▶ **SELECTED PASSAGE**:
□ □ □ □ □ □ □

The new study tested these results in a broad sample of western corn rootworms from Illinois, Iowa, Nebraska and Missouri.

“We indeed found that the rotation-resistant rootworms could eat more foliage than the wild type,” Seufferheld says. “They are also able to survive a little longer on the soybean than the wild-type rootworms.”

When insects feed on their leaves, soybeans ramp up production of proteinase inhibitors to combat the insects’ ability to digest proteins in their leaves. The researchers hypothesized that the rotation-resistant rootworms had evolved the ability to compete a little longer in this chemical warfare with the soybeans.

Tests confirmed that rotation-resistant rootworms had higher levels of a special class of proteinases than wild-type rootworms to begin with, and that they increased production of one of these proteinases, Cathepsin-L, in response to soybean defenses. The wild-type rootworms increased levels of another proteinase, Cathepsin-B, when feeding on soybeans, the researchers found. But this enzyme appears to be ineffective against the plant’s defenses.

This difference allows the rotation-resistant beetles to survive on soybeans for two or three days – just long enough, the researchers say, for some of them to lay their eggs in bean fields. In spring, when the same fields are planted in corn, the rootworm larvae emerge to feed on corn roots.

□ □ □ □ □ □ □

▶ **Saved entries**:
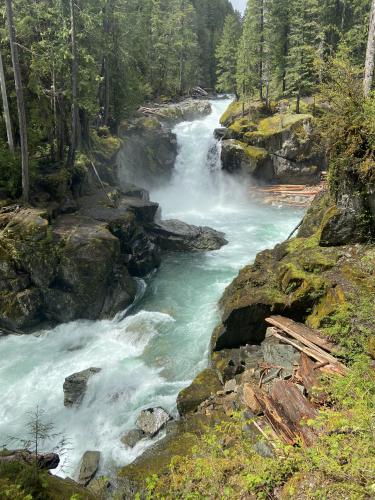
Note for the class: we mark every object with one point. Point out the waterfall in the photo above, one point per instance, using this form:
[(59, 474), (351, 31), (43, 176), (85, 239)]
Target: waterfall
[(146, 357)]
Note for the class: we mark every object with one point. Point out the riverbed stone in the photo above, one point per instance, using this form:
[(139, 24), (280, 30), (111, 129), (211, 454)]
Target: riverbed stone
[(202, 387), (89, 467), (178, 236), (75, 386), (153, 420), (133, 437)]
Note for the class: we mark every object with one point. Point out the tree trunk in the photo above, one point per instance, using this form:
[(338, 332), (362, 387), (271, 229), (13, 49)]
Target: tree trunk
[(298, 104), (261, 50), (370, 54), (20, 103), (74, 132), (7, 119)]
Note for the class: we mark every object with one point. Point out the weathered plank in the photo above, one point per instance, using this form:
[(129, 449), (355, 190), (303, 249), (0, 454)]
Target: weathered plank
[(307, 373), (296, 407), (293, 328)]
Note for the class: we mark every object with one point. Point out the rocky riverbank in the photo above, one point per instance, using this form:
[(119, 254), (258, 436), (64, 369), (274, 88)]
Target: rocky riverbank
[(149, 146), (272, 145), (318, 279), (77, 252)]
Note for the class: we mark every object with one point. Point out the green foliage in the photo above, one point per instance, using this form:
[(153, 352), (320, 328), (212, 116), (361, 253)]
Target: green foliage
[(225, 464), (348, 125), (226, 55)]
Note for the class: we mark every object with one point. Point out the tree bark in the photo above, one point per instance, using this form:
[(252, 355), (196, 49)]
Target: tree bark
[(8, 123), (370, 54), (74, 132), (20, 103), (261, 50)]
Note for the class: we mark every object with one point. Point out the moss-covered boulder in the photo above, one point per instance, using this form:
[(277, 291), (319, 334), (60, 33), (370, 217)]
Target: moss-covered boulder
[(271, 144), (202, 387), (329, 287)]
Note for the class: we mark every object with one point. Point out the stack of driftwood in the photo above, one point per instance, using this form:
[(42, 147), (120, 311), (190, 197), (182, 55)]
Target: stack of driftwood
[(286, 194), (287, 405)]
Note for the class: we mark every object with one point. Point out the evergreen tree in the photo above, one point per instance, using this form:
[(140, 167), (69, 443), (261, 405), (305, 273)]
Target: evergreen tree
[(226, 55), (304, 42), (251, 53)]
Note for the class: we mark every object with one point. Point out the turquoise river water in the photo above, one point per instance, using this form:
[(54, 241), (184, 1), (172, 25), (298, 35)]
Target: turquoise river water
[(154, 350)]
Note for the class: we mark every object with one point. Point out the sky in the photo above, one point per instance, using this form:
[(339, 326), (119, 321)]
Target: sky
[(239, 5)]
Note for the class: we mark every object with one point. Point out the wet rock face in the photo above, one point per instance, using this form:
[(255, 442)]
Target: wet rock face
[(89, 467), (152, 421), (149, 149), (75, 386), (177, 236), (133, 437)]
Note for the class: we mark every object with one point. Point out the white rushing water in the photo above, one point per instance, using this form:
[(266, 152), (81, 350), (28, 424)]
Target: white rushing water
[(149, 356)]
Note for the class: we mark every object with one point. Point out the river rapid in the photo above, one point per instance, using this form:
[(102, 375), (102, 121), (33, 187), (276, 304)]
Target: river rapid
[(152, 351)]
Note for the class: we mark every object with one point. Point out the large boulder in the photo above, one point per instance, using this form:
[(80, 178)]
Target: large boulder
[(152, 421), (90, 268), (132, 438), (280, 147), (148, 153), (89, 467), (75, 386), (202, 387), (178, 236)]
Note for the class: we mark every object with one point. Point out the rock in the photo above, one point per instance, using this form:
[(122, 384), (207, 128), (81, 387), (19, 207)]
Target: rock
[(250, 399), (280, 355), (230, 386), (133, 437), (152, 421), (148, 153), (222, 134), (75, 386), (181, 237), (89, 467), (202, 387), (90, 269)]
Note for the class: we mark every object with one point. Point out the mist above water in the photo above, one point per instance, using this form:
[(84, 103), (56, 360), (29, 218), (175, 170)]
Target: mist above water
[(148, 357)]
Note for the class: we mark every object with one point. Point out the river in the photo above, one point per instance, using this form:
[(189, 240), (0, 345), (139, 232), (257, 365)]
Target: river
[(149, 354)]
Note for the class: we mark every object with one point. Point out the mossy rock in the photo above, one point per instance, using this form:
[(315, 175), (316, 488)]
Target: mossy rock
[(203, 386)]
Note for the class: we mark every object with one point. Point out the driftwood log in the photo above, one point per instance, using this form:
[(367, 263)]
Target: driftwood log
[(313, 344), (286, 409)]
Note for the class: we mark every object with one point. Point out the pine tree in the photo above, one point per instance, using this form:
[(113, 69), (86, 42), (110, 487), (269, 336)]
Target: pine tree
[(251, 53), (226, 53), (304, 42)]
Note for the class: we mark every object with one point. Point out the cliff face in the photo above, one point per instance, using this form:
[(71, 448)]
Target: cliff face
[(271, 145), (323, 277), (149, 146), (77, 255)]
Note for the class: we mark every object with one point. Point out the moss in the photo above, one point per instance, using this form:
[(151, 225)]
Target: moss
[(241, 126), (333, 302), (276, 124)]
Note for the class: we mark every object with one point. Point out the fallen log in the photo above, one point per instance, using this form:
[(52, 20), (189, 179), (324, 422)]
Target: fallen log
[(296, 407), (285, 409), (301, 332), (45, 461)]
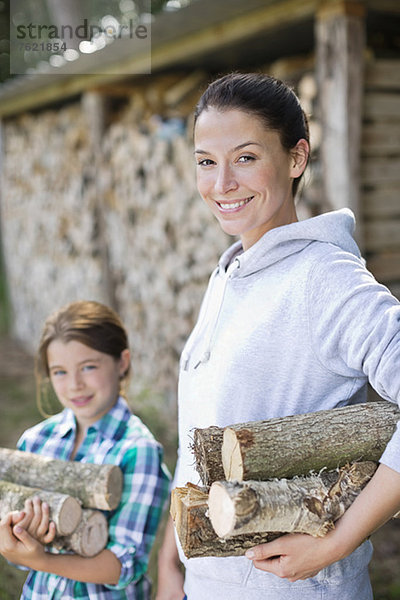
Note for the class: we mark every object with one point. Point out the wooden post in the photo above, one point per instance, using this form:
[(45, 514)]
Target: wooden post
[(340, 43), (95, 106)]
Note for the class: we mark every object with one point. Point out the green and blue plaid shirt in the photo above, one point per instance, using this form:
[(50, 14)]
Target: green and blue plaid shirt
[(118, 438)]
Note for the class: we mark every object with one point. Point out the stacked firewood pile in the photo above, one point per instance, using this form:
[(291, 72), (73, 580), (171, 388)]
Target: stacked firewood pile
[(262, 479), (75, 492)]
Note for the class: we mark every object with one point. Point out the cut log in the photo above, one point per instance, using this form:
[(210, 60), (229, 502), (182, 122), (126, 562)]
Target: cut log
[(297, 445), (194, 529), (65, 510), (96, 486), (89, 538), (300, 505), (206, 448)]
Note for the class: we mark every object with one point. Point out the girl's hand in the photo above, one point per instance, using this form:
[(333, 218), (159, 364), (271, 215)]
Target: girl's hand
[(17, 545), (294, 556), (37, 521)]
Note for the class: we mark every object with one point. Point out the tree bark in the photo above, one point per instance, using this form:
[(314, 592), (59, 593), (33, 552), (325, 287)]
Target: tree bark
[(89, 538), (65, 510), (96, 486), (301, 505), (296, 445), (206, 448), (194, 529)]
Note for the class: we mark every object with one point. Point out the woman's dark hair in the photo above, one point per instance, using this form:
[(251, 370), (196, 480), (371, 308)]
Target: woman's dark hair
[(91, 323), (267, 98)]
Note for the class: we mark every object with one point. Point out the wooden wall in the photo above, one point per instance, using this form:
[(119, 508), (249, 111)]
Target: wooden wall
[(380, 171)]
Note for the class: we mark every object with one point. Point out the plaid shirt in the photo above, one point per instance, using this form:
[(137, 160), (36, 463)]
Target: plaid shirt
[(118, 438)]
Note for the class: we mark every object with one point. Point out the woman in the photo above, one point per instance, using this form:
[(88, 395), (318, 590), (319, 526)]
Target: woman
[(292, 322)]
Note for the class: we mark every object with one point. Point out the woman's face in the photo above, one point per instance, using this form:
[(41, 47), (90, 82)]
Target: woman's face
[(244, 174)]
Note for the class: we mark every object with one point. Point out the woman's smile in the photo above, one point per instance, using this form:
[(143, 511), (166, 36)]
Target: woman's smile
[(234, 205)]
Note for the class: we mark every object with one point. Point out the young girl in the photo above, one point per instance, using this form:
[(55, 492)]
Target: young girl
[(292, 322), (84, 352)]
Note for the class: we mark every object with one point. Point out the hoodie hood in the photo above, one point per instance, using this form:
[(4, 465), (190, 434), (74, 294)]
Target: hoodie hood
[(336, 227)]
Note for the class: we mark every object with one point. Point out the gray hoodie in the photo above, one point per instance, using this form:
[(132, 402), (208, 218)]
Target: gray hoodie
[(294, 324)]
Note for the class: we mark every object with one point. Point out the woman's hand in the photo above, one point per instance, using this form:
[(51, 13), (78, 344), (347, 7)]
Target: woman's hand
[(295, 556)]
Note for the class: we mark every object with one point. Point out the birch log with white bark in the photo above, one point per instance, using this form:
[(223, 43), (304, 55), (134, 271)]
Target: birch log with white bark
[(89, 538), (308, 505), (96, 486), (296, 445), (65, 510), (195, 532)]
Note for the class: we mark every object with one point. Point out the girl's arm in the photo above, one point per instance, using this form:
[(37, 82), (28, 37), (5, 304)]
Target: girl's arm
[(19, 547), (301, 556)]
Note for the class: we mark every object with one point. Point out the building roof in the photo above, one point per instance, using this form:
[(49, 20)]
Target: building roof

□ □ □ □ □ □ □

▶ **QUESTIONS**:
1. Write out the rootworm passage from "The new study" up to and including "with the soybeans.".
2. Using the rootworm passage, state whether each statement agrees with it, answering yes or no and quoting the words that decide it.
(a) The new study's sample of western corn rootworms came from Illinois, Iowa, Nebraska and Missouri.
(b) Wild-type rootworms raised their levels of Cathepsin-L when feeding on soybeans.
(c) Rotation-resistant beetles can survive on soybeans for about a week.
3. Carry on the rootworm passage, starting after its last sentence.
You will not need the saved entries.

▶ **EXERCISE ANSWERS**:
1.
The new study tested these results in a broad sample of western corn rootworms from Illinois, Iowa, Nebraska and Missouri.

“We indeed found that the rotation-resistant rootworms could eat more foliage than the wild type,” Seufferheld says. “They are also able to survive a little longer on the soybean than the wild-type rootworms.”

When insects feed on their leaves, soybeans ramp up production of proteinase inhibitors to combat the insects’ ability to digest proteins in their leaves. The researchers hypothesized that the rotation-resistant rootworms had evolved the ability to compete a little longer in this chemical warfare with the soybeans.

2.
(a) Yes: "a broad sample of western corn rootworms from Illinois, Iowa, Nebraska and Missouri"
(b) No: "The wild-type rootworms increased levels of another proteinase, Cathepsin-B, when feeding on soybeans"
(c) No: "survive on soybeans for two or three days"

3.
Illinois insect behaviorist and co-author Joseph Spencer of the Illinois Natural History Survey, part of the U of I Prairie Research Institute, says that before this study, researchers studying rotation resistance were looking at the insects and insect behavior in isolation, thus missing their interaction with plants as a potential clue to the problem.

“You have to include the soybean in the equation,” Spencer says. “It is not a passive player. The beetle has changed its behavior but what facilitates this change in behavior is this change in expression of these digestive proteases. That allows them to stay in the soybeans longer. We had ignored this aspect of the biology.”

The study team also included Matias Curzi, of the U of I, who earned his master’s of science in Seufferheld’s laboratory and now is working at Pioneer Argentina. Funding for this work was provided by the USDA National Institute of Food and Agriculture.